═════ Selected text ═════
I think this is something we have to think about also in terms of the physical setting of your presentation. How much time will be allotted? That takes a play into how much information you want to be adding to your presentation. Where will it be? Is it more of a discussion group? Is it more of just you presenting and then asking questions at the end? I think that's something that we really need to keep in mind when it comes to creating presentations. All of this plays into that brainstorming session to help generate those different ideas into those different sections.
Patrick Gilbert: I think what you're really describing here is just do the word vomit exercise, and then try and think about what are the common pieces of this together? Is it, oh we have a bunch of stuff here that all seem to fit under a category of negative externalities. Okay, maybe there should be a point in the presentation where we talk about negative externalities. Oh, there are other things here that are positive. There are other things here that are separate from that. How can we start to group these?
Weissman uses the analogy of you group these things together as if they're Roman columns, and say, "Well, that's important." So you have your major columns. Then at the end of that process, you're going to have stuff that doesn't fit into those columns and that should be removed. That's the data dump stuff where you start to trim the fat. Does it fit into the Roman column? Is there a clear audience benefit? Does this help progress to point B? If not, get it out. It's fine, don't feel guilty.
And then once you have all that, then you can look at the different forms or flow structures to figure out how you can group this together. We're not going to go into detail with all these. I'm just going to give a couple of examples, but the book does, Presenting to Win does go into detail with all 16. But just to read them out, we have modular, chronological, physical, spatial, problems/solutions, issues/actions, opportunities/leverage, form, function features, benefits, case study, argument fallacy, compare/contrast matrix, parallel tracks, rhetorical questions, and numerical. And that's a mouthful.
Again, what I probably did was that everyone in the audience played their eyes over. However, my point here is that every single presentation can be different. It doesn't have to follow the exact same structure every time. The first one that I listed here is modular. That's something that I think all too often we fall victim to, or we choose that because we haven't thought creatively about, "Maybe we should frame this under..." Like a case study, maybe we should be looking at this from a form function flow structure.
And until you know what that is, you're never going to consider it. A modular is where the cadence of it is sort of arbitrary. We have all these different Roman columns, these major points, and they can be piecemealed in any way and moved back and forth. The example here is if you're presenting financial documents, it really doesn't matter if you use the balance sheet or the income statement first. For most CFOs, it doesn't really matter. Some people just have a preference. There's not necessarily a need for it.
═════ Given information ═════
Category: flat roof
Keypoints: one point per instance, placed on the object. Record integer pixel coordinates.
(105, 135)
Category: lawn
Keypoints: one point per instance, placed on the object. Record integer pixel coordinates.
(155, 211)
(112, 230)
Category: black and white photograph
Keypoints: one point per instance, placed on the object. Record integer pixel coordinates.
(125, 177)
═════
═════ Given information ═════
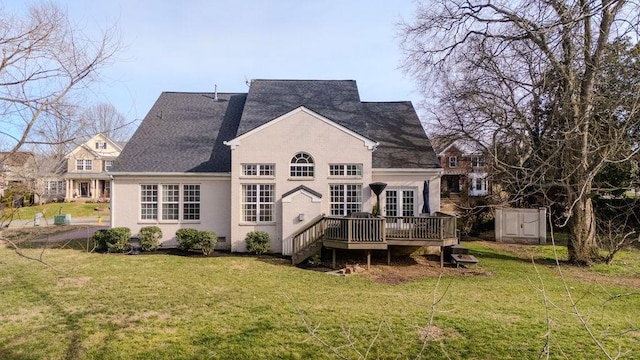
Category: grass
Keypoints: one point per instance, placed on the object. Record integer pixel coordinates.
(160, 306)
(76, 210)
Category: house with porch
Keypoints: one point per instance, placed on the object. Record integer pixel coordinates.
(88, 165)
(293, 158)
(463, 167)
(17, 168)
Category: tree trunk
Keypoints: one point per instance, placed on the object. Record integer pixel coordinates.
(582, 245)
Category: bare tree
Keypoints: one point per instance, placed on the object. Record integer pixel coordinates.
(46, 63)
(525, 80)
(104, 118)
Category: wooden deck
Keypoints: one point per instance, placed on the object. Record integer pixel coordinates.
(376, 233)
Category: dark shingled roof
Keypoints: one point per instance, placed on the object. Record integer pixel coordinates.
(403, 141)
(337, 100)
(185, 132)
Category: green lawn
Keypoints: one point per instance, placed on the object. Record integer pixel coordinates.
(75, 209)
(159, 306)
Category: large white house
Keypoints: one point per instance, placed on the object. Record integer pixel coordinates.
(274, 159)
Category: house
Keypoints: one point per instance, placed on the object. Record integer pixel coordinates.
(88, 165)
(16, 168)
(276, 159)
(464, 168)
═════
Task directions:
Answer these questions from the text on planning presentations:
(a) What analogy does Weissman use for grouping related material together?
(b) How many flow structures does Presenting to Win cover in detail?
(c) In the modular example, which two financial documents can be presented in either order?
The rows come from a separate source, unrelated to the text on planning presentations.

Solution to this exercise:
(a) Roman columns.
(b) Sixteen.
(c) The balance sheet and the income statement.